◆ **Given passage**
Breakthroughs in medicine and technology account for a global increase in life expectancy, yet improvements in quality of life for the elderly population lag far behind. Human longevity coupled with poor healthspan expectations is a significant challenge facing anti-aging medicine and the future of population health. Targeted therapeutic interventions and preventive care protocols are necessary to mitigate the sharp rise in age-related disease and disability accompanying longer life expectancy.
Different designer diamines, lab-derived amines with two amino groups, are increasingly being studied for their potential to enhance the healthspan by promoting mitophagy and protecting cells against oxidative damage. In a recent study, researchers from the Hebrew University of Jerusalem evaluated a new molecule for its potential to prevent age-related diseases and increase life expectancy and wellness. Their findings were published in Autophagy and outline the role of mitophagy in age-related disease and the promising protective effect of diamines.
Mitochondrial Dysfunction and Mitophagy
Impaired mitochondrial function constitutes one of the primary pathogenic events underlying various age-related diseases such as Alzheimer’s, Parkinson’s, and sarcopenia. Mitochondrial dysfunction is characterized by irregular mitochondrial morphology, insufficient adenosine triphosphate production, mitochondrial DNA mutation accumulation, heightened mitochondrial reactive oxygen species production, and consequent oxidative damage.
When the degradation process of dysfunctional mitochondria – or mitophagy – is impaired, the buildup of defective mitochondria can result in cellular damage, neurodegeneration, and the development of mitochondrial diseases. Thus, accelerating the aging process while diminishing healthspan.
A review article published in Frontiers in Cell and Developmental Biology describes mitophagy as a “mitochondrial quality control mechanism enabling the degradation of damaged and superfluous mitochondria.” This process prevents the detrimental effects of damaged mitochondria accumulation and reinstates cellular homeostasis in response to stress. However, this mechanism declines with age, resulting in cell dysfunction and deterioration in tissue activity.
Current evidence indicates that mitophagy is significantly impaired in aging and age-related diseases, including cardiovascular disease and cancer. Therapeutic interventions aiming at mitophagy induction may potentially ameliorate age-related diseases, promoting longevity and healthspan.
Inducing Mitophagy with Designer Diamines
The augmentation of mitophagy is emerging as a strategy for preventing age-related diseases and enhancing human healthspan. The team of researchers from the Hebrew University of Jerusalem based their study on an established microphagy-promoting agent, the scaffold of spermidine, and designed structurally related compounds.

◆ **Material provided**
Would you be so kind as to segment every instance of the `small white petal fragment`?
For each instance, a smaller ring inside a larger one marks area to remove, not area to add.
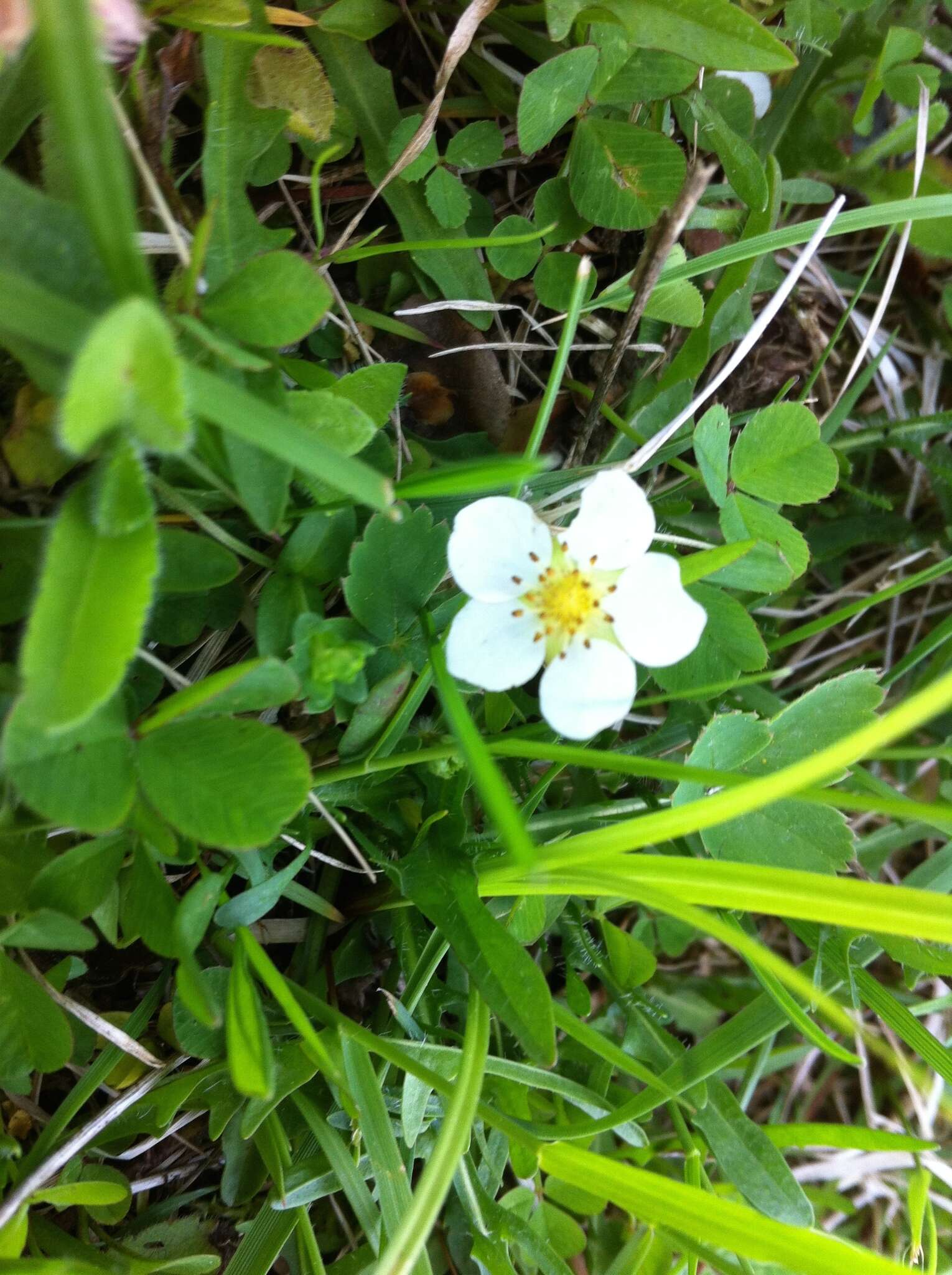
[[[619,571],[647,552],[654,510],[638,484],[621,469],[596,474],[581,496],[575,521],[561,536],[576,562]],[[593,561],[594,560],[594,561]]]
[[[632,659],[649,668],[677,664],[697,646],[707,612],[684,592],[677,558],[646,553],[612,594],[614,632]]]
[[[770,87],[770,76],[765,75],[763,71],[718,71],[718,75],[723,75],[725,79],[735,79],[744,84],[751,91],[751,97],[753,98],[753,113],[758,120],[770,110],[770,102],[774,92]]]
[[[589,740],[631,708],[635,666],[610,641],[576,639],[563,658],[542,674],[539,706],[553,731],[568,740]]]
[[[542,668],[545,643],[537,632],[535,616],[511,601],[468,602],[450,627],[446,667],[484,691],[521,686]]]
[[[487,496],[456,514],[446,555],[464,593],[505,602],[530,589],[549,565],[552,533],[521,500]]]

◆ **What to produce**
In the passage on longevity and mitophagy, rewrite everything from "When the degradation" down to "while diminishing healthspan.", replacing "neurodegeneration" with "neuronal degeneration".

◆ **Output for this exercise**
When the degradation process of dysfunctional mitochondria – or mitophagy – is impaired, the buildup of defective mitochondria can result in cellular damage, neuronal degeneration, and the development of mitochondrial diseases. Thus, accelerating the aging process while diminishing healthspan.